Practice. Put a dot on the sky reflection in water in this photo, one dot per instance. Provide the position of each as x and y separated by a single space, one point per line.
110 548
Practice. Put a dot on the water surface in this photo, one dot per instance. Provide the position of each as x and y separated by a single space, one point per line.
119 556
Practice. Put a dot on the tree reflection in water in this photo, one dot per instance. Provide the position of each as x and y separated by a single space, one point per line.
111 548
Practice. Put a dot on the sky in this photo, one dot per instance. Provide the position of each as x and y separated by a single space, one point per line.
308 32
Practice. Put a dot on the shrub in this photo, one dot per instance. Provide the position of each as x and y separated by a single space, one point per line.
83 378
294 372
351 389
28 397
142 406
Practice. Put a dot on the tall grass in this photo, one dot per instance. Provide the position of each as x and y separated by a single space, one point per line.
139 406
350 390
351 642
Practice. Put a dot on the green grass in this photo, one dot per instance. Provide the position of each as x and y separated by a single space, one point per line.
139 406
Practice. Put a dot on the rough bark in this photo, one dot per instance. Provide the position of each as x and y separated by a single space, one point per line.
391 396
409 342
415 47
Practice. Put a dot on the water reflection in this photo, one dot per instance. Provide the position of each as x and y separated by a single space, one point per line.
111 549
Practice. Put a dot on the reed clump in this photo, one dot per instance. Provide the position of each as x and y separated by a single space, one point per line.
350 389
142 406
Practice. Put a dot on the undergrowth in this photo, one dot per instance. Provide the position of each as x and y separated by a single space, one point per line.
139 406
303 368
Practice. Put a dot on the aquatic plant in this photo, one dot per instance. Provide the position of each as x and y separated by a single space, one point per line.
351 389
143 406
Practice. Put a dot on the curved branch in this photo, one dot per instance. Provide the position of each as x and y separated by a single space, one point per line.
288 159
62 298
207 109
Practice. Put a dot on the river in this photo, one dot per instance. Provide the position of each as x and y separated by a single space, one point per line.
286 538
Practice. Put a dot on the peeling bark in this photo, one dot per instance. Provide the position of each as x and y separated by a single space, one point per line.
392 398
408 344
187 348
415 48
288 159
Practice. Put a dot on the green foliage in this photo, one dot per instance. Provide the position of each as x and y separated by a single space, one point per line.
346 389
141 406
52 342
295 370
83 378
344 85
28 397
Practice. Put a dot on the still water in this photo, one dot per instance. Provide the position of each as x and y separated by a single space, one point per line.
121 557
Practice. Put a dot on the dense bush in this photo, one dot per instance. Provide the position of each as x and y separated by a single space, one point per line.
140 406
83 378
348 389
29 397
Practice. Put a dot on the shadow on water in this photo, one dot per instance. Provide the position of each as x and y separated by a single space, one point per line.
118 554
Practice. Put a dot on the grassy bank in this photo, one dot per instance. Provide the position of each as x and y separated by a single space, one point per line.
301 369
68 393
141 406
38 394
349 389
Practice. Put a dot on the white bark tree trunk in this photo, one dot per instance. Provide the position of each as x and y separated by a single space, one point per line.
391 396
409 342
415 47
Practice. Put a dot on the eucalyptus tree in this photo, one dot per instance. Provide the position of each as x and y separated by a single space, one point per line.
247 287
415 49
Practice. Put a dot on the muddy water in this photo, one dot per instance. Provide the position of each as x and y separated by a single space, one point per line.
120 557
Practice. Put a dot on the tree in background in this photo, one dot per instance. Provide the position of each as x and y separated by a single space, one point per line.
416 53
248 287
:::::
Every line above should be printed again exactly as it stands.

EXERCISE OUTPUT –
Practice. Put a dot on the sky reflection in water in this photo, one dot per instance. Provide the position of each as x and y separated by a single space, one point per line.
110 548
Practice. Put a dot on the water surface in this photo, one dot per instance. Provide the position of each as x and y separated by a single space, one point per line.
119 556
Practice. Put a dot on the tree reflection in water in this photo, one dot per instance. Provide the position of each as x and y separated by a single space, one point per line.
111 548
Practice. Put a dot on the sky in this photo, one dot per instance. Provide the position of each as x and y separated by a single space, one point per line.
308 32
Practice. Put a dot on the shrub in this photo, one dot per instance. Provide the position of each as x and y separated by a single space, one point per line.
83 378
294 372
351 389
28 397
142 406
Practice. Put a dot on the tall grass in this photo, one dot per instance. Provide the position of each as x and y separated by a single space, one point per line.
139 406
350 390
351 642
Practice. Put a dot on the green grass in this photo, one dot per instance. Provide the position of each as x and y separated by a single space, one point per line.
139 406
Practice. Put a dot on the rough bark in this photo, one dot per instance. Provide the position of each as x and y separated by a single space, one point per line.
391 396
409 342
415 47
Practice. Put a dot on the water reflection in this photo, one dot per instance. Provide the position of each as x and y separated by a single space, one point per line.
111 549
Practice. Put a dot on the reed clump in this photo, one dot per instance. Provide the position of each as x and y separated by a single space, one point per line.
350 389
142 406
Practice. Put a dot on the undergrowth in this photo, one dot per instance. Provide the position of each as x and y separated by a single space, one point per line.
139 406
303 368
Practice. Put a dot on the aquatic plant in this photo, one dot per instance. Provide the position of each as x and y separated by a single space, one point per line.
351 389
143 406
Practice. Put a dot on the curved branch in this photo, one dot per instance. Provide the position of each as x and y separated by a single space, one point per line.
288 159
62 298
207 109
Practice. Put a dot on the river in this photo, one dot per instance. Provide the position of each as x and y separated by a single space, one point per line.
286 538
Practice. Put a dot on the peeling bark in this photo, one dot per instance. Provide the position of each as x and y separated by a single space, one point per line.
392 398
408 344
187 348
415 48
288 159
Practice. Put a dot on the green foliage in this photo, one dot per instance. Provide the position of each as x and y separated by a single space, one point per line.
346 389
141 406
52 342
295 370
83 378
344 85
28 397
Practice. Put a dot on the still water in this photo, one dot per instance. Provide the position of each as x and y separated by a single space, one point per line.
121 557
Practice. Put a dot on the dense bush in this photo, one dot per instance. Provide the position of each as x and y separated by a single space, one point per line.
140 406
83 378
348 389
29 397
Practice. Put a dot on the shadow on water in this photo, one dot per instance. Provide the position of each as x and y separated by a single space, one point per line.
118 554
Practice. Put a dot on the grassy bank in this photo, one dot per instance. Provide the position of each as x and y separated by a single space, one point per line.
301 369
68 393
141 406
38 394
349 389
Practice. Put a dot on the white bark tree trunk in this photo, one dot per instance. Provide the position of each as x and y separated by a single space, one point per line.
391 396
409 342
415 47
Practice. Put a dot on the eucalyptus tree in this photo, one dot per instance. Provide the position of each as x and y separated by a single space, one point per line.
247 287
415 49
Practice. Put a dot on the muddy water in this photo, one dot per instance. Provide the position of each as x and y separated by a single space, one point per line.
120 557
Practice. Put a dot on the tree in background in this photo, one dot per instance. Provide the position of each as x and y separated by a single space, one point per line.
416 53
248 287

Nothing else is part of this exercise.